DATA EXCERPTS »
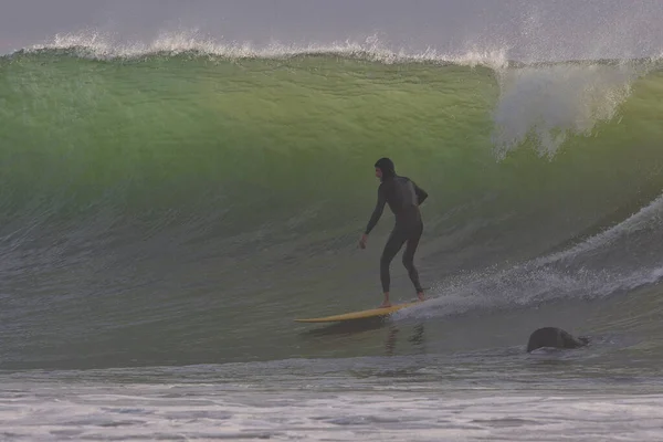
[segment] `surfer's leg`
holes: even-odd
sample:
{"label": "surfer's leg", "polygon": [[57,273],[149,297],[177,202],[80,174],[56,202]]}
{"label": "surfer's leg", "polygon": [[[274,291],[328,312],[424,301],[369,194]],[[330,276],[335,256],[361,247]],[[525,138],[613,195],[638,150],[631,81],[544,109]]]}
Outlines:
...
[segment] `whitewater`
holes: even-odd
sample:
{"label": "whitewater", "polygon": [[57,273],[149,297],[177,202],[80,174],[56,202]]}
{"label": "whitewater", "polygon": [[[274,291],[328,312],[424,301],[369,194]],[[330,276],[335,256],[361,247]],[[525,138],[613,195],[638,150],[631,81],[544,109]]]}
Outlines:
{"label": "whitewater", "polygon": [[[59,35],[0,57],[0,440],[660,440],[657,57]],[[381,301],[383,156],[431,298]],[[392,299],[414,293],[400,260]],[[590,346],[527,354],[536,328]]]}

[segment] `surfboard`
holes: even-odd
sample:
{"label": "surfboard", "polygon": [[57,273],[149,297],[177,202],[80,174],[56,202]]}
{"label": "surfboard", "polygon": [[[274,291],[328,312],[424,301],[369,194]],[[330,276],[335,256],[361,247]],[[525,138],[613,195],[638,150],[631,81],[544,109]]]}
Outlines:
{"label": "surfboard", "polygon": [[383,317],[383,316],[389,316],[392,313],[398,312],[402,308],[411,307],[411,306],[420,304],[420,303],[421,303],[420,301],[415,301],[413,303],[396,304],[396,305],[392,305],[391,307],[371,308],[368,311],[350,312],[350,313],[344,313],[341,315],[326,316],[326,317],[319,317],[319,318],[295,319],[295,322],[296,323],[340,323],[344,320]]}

JOB » Can you gather every line of the items above that contains the string "segment", treating uppercase and lowercase as different?

PROBLEM SOLUTION »
[segment] `surfer's leg`
[segment] `whitewater`
[segment] `surfboard`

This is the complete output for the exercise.